Output the records in full, exactly as given.

(Extracted records)
———

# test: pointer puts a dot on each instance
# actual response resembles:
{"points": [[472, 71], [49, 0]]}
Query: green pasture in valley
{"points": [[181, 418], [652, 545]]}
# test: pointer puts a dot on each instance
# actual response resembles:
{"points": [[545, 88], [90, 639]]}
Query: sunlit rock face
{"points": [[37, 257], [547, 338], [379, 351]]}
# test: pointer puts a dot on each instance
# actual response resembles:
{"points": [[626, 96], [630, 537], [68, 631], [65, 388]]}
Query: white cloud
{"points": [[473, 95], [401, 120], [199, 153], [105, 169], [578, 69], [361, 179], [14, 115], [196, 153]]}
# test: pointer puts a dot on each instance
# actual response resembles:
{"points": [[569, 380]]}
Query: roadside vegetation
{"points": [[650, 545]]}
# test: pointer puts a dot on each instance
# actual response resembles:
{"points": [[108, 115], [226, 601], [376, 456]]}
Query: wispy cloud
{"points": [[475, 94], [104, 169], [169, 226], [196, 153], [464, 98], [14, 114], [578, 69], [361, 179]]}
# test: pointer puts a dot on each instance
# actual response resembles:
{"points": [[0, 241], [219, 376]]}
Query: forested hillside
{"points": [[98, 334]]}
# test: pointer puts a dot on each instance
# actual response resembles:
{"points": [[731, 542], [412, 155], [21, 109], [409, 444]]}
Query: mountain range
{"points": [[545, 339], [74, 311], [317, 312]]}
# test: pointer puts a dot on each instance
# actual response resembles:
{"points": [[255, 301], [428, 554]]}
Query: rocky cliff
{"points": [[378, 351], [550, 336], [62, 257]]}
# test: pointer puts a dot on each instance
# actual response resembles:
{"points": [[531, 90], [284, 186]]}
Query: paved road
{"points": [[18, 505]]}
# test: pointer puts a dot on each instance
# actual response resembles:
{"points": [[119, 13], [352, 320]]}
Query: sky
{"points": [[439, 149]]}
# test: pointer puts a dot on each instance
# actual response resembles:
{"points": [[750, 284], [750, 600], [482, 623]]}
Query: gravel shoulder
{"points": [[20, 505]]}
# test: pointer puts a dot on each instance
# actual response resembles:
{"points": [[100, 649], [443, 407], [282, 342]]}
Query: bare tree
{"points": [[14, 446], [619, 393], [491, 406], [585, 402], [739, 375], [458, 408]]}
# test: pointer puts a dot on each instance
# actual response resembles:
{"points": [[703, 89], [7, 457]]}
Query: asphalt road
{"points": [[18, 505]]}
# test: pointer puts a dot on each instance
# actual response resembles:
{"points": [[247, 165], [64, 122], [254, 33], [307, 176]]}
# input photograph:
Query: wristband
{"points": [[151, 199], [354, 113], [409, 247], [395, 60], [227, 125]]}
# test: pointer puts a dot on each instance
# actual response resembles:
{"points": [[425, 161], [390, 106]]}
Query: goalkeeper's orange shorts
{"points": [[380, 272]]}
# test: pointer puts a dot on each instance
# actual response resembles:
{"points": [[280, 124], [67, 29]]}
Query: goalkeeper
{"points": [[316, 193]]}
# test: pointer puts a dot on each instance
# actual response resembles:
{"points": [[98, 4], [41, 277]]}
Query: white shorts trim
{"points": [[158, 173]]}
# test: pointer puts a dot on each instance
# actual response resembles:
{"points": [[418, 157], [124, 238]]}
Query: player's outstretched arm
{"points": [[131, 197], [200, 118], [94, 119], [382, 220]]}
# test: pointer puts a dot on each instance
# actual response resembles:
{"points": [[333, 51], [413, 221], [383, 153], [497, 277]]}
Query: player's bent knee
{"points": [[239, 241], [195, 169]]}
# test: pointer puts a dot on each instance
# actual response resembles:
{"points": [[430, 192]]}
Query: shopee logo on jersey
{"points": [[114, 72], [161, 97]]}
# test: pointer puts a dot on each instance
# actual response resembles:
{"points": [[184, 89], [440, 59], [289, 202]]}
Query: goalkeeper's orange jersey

———

SOLUTION TO THIS TASK:
# test: pointer puts a dot on each instance
# actual response resembles:
{"points": [[472, 71], [49, 0]]}
Query: green pasture in valley
{"points": [[181, 418], [652, 545]]}
# test: pointer puts a dot on each instance
# actual response resembles:
{"points": [[545, 88], [90, 639]]}
Query: sunlit rock face
{"points": [[37, 257], [547, 338], [379, 351]]}
# test: pointer puts a dot on each instance
# actual response resembles:
{"points": [[626, 96], [630, 537], [68, 631], [65, 388]]}
Query: white cloud
{"points": [[473, 95], [401, 120], [199, 153], [105, 169], [578, 69], [361, 179], [14, 115], [196, 153]]}
# test: pointer puts a dot on each instance
# actual response resembles:
{"points": [[569, 380]]}
Query: roadside vegetation
{"points": [[650, 545]]}
# test: pointer puts a dot on each instance
# actual response resembles:
{"points": [[108, 115], [226, 601], [376, 456]]}
Query: wispy cloud
{"points": [[475, 94], [104, 169], [169, 226], [196, 153], [464, 98], [14, 114], [578, 69], [361, 179]]}
# test: pointer puts a dot on each instance
# actual response resembles:
{"points": [[0, 241], [219, 376]]}
Query: forested hillside
{"points": [[98, 334]]}
# test: pointer puts a dot on each instance
# actual response resembles:
{"points": [[731, 542], [412, 155], [21, 109], [409, 444]]}
Query: mountain range
{"points": [[545, 339], [74, 311], [317, 312]]}
# test: pointer puts a dot on each instance
# actual response resembles:
{"points": [[255, 301], [428, 554]]}
Query: rocky cliff
{"points": [[378, 351], [550, 336], [62, 257]]}
# test: pointer puts a dot on each instance
# actual response resembles:
{"points": [[531, 90], [284, 186]]}
Query: paved road
{"points": [[18, 505]]}
# test: pointer puts a dot on each instance
# actual response resembles:
{"points": [[119, 13], [352, 320]]}
Query: sky
{"points": [[439, 149]]}
# test: pointer puts a dot on each instance
# actual response resembles:
{"points": [[750, 284], [750, 600], [482, 623]]}
Query: gravel shoulder
{"points": [[20, 505]]}
# test: pointer puts a dot on each instance
# actual response resembles:
{"points": [[100, 649], [443, 407], [282, 342]]}
Query: bare tree
{"points": [[14, 446], [619, 393], [491, 406], [585, 402], [739, 375], [458, 408]]}
# test: pointer puts a dot on each instance
# actual response resembles:
{"points": [[703, 89], [7, 457]]}
Query: asphalt road
{"points": [[18, 505]]}
# test: pointer puts a dot on each instance
# actual response resembles:
{"points": [[247, 165], [64, 122], [254, 33], [307, 176]]}
# input photograph:
Query: wristband
{"points": [[151, 199], [354, 113], [409, 247], [395, 60], [227, 125]]}
# test: pointer puts a dot on each instance
# actual response resembles:
{"points": [[425, 161], [390, 106]]}
Query: goalkeeper's orange shorts
{"points": [[380, 272]]}
# test: pointer puts a dot on each instance
# actual response resembles:
{"points": [[280, 124], [67, 29]]}
Query: goalkeeper
{"points": [[316, 193]]}
# test: pointer puts a dot on each instance
# actual response resembles:
{"points": [[98, 4], [41, 277]]}
Query: white shorts trim
{"points": [[158, 173]]}
# test: pointer puts a dot on each instance
# actual response resembles:
{"points": [[418, 157], [124, 238]]}
Query: player's outstretched arm
{"points": [[131, 197], [200, 118], [94, 119], [382, 220]]}
# test: pointer puts a dot on each instance
# actual response resembles:
{"points": [[333, 51], [413, 221], [383, 153], [497, 277]]}
Query: player's bent knee
{"points": [[239, 241], [195, 169]]}
# test: pointer puts a dot on each instance
# actual response resembles:
{"points": [[430, 192]]}
Query: shopee logo on jersey
{"points": [[114, 72], [161, 97]]}
# test: pointer puts a dot on each instance
# actual response resembles:
{"points": [[184, 89], [440, 59], [289, 202]]}
Query: goalkeeper's orange jersey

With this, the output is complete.